* _Dataset records about object locations_:

※ ※ ※

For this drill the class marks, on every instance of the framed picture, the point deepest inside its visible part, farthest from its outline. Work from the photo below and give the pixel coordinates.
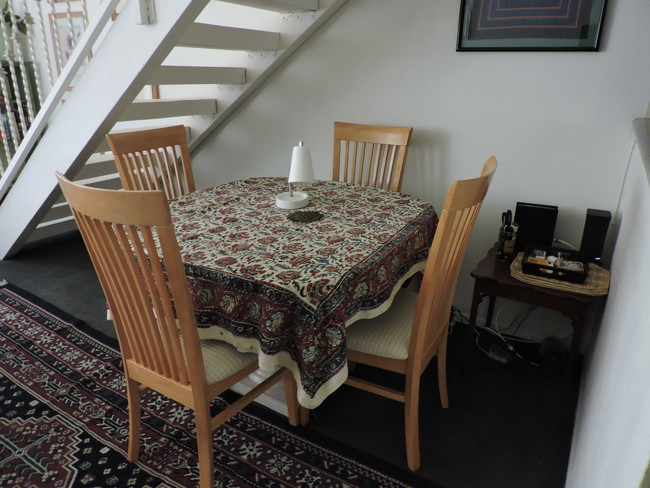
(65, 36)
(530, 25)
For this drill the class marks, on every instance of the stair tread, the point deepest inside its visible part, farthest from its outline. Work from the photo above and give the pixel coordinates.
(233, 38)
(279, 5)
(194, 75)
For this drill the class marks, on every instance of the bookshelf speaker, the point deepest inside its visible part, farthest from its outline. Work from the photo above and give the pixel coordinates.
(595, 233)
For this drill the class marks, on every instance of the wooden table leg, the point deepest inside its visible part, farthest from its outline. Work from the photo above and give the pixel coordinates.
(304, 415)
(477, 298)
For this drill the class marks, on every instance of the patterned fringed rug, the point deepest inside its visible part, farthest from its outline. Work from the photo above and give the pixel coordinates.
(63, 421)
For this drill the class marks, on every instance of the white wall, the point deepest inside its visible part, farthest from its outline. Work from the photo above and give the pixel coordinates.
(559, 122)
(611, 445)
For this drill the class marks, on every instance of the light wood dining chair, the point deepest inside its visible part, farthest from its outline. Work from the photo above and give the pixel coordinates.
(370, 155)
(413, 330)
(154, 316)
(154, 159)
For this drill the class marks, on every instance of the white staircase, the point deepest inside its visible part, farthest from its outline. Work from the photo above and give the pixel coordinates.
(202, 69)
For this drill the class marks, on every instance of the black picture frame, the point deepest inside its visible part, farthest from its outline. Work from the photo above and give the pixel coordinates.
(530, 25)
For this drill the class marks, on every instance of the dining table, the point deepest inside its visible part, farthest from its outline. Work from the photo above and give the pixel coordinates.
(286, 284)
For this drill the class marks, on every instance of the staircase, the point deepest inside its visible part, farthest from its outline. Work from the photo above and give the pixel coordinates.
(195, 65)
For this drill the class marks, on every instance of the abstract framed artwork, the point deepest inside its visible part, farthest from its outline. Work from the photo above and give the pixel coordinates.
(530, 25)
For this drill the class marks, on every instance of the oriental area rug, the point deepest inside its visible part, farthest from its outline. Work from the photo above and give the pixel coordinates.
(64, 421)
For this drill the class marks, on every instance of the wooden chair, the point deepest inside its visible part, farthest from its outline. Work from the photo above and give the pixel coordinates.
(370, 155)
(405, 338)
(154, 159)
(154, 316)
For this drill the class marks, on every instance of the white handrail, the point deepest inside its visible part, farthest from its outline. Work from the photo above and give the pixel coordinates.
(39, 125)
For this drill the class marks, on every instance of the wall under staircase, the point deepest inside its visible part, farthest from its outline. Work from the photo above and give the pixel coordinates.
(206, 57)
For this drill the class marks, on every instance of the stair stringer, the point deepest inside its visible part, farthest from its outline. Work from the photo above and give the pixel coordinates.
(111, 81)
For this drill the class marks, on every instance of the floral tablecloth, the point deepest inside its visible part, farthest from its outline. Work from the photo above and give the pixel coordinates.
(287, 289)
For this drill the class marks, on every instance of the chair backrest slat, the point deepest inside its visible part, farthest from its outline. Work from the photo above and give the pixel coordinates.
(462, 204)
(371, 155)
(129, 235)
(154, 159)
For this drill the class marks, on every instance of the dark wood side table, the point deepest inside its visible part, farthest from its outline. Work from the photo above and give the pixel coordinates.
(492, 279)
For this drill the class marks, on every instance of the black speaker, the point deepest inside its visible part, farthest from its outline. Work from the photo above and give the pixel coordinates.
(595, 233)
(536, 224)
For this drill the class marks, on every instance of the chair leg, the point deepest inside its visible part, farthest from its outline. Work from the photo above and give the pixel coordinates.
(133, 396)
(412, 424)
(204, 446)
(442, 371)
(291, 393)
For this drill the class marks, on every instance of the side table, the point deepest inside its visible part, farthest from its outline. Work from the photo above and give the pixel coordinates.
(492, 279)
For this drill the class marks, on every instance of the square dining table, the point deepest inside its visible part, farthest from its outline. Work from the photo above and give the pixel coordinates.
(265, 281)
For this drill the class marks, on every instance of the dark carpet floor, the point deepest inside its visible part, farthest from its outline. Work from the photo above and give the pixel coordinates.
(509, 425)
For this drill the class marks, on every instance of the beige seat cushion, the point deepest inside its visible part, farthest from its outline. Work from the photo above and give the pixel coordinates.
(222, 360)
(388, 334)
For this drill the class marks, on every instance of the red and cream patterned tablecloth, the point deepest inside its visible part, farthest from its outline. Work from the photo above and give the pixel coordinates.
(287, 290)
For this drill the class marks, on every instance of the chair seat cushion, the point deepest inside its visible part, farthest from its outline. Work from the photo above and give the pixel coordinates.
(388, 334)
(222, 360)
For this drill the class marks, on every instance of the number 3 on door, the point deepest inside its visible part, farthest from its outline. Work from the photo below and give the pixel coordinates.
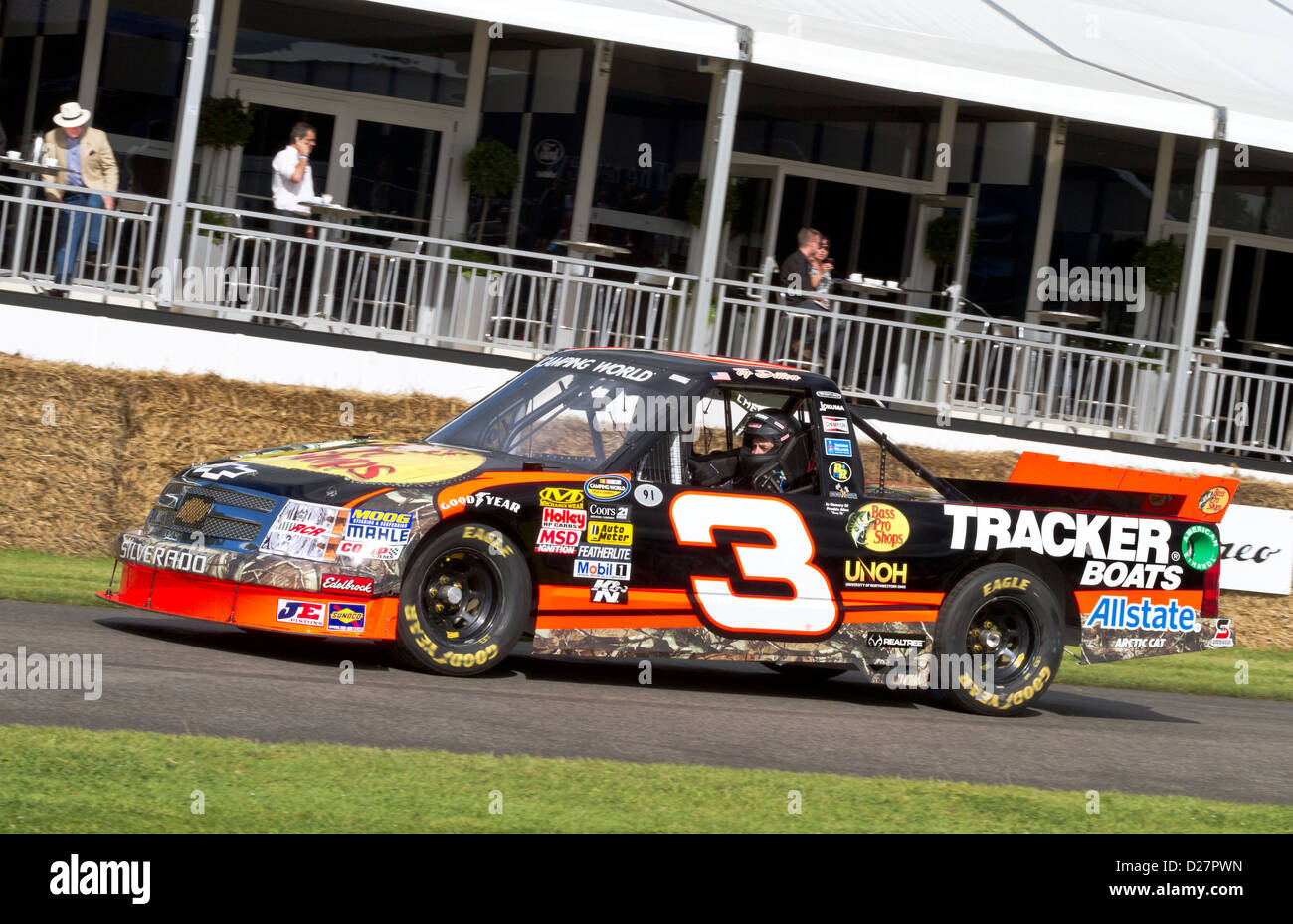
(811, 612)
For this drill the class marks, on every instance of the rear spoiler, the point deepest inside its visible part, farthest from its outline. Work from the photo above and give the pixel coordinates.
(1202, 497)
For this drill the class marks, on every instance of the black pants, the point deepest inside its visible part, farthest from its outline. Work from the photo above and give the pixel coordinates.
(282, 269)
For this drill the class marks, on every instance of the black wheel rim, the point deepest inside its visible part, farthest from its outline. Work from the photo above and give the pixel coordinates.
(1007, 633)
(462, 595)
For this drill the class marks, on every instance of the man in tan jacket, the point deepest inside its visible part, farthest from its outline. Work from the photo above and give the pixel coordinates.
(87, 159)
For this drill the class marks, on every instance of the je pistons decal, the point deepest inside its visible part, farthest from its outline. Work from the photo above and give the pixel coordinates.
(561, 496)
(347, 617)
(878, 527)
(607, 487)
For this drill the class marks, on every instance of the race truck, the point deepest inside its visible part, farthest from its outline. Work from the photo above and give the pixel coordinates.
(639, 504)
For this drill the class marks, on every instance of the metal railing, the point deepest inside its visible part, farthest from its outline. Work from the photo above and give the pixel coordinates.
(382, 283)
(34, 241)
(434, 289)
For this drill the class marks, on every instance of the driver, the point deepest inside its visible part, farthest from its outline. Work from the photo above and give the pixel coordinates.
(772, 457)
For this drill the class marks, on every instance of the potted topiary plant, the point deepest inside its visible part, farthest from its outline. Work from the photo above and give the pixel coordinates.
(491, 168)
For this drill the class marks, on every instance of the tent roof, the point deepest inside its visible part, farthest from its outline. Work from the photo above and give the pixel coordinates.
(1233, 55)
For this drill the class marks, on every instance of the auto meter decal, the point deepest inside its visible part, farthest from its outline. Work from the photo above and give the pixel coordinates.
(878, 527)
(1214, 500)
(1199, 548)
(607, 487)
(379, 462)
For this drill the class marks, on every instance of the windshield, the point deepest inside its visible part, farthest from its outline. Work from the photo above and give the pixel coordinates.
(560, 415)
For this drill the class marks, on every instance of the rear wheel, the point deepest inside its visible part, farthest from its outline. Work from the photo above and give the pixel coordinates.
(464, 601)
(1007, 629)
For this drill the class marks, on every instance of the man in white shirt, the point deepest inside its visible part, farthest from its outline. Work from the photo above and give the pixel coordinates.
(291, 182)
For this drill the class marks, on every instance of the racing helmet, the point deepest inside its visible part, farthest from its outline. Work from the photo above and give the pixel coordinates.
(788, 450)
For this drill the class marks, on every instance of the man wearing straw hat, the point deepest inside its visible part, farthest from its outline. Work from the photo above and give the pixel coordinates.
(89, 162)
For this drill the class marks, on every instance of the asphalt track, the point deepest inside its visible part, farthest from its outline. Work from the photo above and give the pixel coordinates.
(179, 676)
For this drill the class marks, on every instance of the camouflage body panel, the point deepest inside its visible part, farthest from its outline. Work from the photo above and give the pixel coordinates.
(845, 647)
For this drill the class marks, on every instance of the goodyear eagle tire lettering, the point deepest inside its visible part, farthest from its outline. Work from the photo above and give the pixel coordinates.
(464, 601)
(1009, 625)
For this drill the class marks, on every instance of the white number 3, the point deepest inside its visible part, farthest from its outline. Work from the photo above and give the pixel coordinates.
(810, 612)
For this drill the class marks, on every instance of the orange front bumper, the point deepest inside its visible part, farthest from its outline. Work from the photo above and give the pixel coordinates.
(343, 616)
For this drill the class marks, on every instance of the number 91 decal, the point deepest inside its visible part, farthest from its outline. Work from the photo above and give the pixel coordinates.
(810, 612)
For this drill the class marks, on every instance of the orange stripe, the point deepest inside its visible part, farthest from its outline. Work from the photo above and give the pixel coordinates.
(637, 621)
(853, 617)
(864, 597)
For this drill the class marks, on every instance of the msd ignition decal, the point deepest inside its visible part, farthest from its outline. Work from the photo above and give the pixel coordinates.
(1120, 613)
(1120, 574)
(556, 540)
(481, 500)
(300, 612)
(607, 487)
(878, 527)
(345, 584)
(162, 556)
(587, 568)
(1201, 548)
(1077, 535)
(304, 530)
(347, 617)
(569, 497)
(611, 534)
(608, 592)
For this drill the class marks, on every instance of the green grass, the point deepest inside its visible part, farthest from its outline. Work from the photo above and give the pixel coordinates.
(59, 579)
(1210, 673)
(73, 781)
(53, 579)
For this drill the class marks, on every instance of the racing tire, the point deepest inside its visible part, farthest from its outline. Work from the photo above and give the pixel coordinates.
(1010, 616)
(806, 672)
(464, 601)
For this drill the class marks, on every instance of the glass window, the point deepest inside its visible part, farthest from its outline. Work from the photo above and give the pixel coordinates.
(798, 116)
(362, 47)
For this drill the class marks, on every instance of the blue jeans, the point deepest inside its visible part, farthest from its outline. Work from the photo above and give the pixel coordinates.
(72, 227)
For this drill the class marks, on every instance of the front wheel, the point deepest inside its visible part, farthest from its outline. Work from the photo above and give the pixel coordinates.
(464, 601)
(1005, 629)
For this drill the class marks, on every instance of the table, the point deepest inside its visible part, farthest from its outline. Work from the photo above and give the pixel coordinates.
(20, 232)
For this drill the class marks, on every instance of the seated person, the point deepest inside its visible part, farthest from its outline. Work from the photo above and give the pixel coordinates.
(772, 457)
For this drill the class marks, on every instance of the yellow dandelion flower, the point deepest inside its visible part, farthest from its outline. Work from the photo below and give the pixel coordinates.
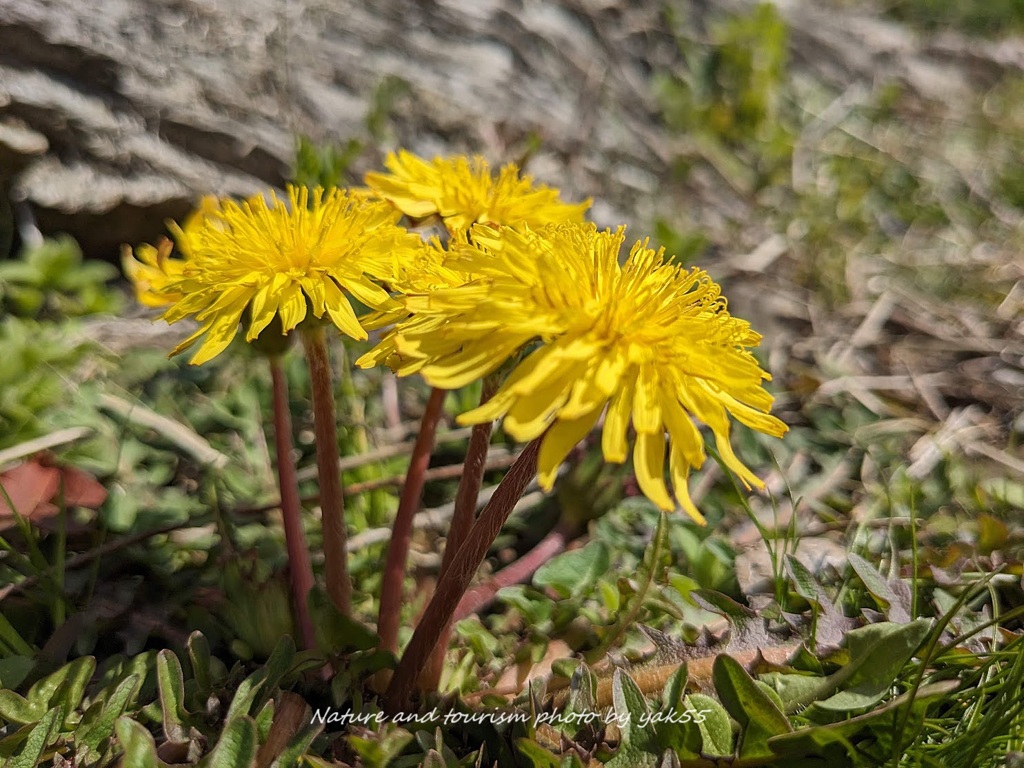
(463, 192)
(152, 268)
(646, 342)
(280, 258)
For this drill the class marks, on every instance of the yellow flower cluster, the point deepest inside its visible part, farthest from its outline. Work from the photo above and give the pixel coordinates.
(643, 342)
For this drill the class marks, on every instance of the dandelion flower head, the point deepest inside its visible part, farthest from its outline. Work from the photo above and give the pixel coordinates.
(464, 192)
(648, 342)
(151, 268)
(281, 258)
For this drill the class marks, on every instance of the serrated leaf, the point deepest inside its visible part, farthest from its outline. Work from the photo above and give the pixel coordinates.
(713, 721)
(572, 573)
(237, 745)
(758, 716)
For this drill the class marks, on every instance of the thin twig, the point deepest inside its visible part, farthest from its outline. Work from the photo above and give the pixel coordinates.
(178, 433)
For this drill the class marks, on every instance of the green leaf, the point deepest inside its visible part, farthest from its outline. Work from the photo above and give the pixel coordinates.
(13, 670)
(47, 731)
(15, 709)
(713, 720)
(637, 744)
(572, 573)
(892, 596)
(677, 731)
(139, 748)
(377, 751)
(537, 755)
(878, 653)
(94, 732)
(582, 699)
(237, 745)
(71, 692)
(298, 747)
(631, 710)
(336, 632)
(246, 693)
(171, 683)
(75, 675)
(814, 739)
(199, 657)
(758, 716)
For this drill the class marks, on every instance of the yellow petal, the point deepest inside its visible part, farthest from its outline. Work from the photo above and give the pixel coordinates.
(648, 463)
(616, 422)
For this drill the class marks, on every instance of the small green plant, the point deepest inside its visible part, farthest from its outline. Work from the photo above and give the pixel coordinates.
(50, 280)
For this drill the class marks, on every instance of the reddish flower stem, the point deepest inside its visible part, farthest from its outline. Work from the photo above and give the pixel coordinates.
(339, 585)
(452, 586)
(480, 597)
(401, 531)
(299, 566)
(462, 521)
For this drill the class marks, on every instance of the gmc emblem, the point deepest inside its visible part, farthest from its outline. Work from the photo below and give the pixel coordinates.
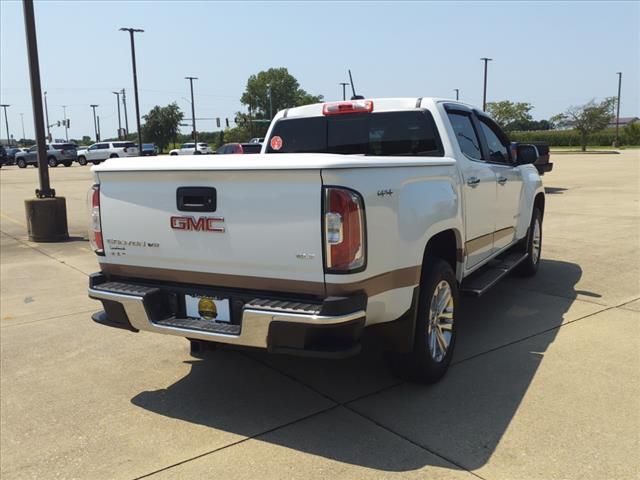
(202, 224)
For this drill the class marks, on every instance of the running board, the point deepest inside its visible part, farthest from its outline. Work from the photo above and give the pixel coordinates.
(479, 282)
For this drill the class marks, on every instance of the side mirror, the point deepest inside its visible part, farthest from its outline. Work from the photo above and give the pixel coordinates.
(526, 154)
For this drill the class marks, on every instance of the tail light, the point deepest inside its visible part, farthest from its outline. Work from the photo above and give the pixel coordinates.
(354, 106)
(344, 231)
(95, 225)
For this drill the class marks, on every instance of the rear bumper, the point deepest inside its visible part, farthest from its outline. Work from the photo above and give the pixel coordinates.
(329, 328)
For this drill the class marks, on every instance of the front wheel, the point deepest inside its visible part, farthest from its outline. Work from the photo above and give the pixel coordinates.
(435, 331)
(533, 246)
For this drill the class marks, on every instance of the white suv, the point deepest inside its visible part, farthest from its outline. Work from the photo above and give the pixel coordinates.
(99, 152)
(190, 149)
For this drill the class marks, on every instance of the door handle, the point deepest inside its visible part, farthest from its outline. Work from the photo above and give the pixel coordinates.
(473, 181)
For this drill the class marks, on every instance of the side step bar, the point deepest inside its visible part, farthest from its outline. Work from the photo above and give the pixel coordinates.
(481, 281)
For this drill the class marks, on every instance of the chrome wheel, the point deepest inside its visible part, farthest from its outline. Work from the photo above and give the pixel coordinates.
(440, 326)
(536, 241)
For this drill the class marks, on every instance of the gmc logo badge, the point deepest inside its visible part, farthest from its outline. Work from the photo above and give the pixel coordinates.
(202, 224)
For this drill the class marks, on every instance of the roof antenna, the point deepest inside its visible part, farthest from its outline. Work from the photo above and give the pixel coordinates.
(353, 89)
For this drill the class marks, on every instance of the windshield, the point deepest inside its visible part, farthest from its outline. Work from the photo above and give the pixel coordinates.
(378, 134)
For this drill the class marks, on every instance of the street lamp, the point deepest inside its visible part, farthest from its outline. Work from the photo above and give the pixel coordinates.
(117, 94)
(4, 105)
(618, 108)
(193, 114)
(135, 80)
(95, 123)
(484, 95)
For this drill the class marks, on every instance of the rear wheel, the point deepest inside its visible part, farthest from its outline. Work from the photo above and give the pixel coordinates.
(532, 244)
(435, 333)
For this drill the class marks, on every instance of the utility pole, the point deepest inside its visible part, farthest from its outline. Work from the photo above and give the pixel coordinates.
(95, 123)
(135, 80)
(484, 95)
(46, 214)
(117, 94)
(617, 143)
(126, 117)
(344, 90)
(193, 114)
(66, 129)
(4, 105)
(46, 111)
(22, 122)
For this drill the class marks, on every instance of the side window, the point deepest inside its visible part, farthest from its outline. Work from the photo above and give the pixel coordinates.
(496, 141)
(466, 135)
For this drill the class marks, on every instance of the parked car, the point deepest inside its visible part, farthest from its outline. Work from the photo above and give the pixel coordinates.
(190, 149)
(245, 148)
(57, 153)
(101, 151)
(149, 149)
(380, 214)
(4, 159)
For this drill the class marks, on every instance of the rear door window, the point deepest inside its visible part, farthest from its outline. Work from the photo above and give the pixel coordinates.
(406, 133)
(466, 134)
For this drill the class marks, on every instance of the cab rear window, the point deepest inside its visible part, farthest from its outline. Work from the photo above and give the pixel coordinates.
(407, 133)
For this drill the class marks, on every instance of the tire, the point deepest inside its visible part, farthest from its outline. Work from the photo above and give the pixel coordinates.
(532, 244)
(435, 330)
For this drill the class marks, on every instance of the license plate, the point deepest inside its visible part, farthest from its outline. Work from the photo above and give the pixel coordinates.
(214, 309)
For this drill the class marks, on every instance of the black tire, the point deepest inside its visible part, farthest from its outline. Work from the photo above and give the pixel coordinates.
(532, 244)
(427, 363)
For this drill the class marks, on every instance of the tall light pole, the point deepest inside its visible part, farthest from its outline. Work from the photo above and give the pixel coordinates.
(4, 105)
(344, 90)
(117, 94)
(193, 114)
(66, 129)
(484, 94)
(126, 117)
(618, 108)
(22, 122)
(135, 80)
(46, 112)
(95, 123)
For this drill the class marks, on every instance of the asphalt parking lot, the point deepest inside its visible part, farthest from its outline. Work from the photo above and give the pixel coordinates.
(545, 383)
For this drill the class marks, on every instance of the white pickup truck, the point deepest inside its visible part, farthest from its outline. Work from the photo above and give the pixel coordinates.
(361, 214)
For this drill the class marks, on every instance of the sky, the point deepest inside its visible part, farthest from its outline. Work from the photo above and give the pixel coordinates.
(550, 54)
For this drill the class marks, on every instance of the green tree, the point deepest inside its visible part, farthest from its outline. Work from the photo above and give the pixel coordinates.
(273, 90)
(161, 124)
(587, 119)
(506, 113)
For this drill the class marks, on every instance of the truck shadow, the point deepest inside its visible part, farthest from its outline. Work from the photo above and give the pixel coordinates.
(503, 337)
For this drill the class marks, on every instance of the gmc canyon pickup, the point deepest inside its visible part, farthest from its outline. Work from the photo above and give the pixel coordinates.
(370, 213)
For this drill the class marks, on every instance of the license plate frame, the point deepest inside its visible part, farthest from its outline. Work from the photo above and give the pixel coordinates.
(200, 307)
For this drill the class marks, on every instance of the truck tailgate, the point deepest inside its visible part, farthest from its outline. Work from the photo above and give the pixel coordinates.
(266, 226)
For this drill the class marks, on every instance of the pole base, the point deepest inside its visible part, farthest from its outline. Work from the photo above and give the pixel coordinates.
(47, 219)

※ ※ ※

Every line from the one containing "the white pickup" through the last line must be copied exactly; leave out the rest.

For this drill the class marks, on every instance of the white pickup truck, the point deepest inside its visible part, farthest from its outline. Work from the photo above and give the pixel coordinates.
(361, 214)
For this drill the class marks, on every instance of the sky, the point deepest inside its visible part, farthest from its outline. Work from the photo above and give the pixel coordinates.
(550, 54)
For this drill the class marks, on every instance of the green tree, the point deepest inside its visible part, farthest from its outline. Work from the photo above and give the pixel coordinates.
(273, 90)
(161, 124)
(587, 119)
(506, 113)
For this drill the class marks, on every instance of the truck shadow, the point deepest inside its visible part, farthest from its outline. Work from the photo above and give the pixel coordinates.
(503, 337)
For this drill the class marks, on every instance of the gmc canyon pickup, the point deepest inside its visible part, farthest from its outline. Work from the photo above and give the pixel coordinates.
(370, 213)
For this drill the class marks, on every instance of the license plate frame, the point deepest inside its visible part, farthest from its outline. Work from the photo above and give the pixel coordinates.
(200, 307)
For this drill the class marks, on every instance of the truck tailgate, the point deepest inside its visible part, farthest from its outline. Work from the photo above and give the pixel coordinates.
(266, 226)
For this drill the class marks, on every instance of the pole base, the point deepest inside its visible part, farthest from its outline. Work from the photo above and give the pixel coordinates.
(47, 219)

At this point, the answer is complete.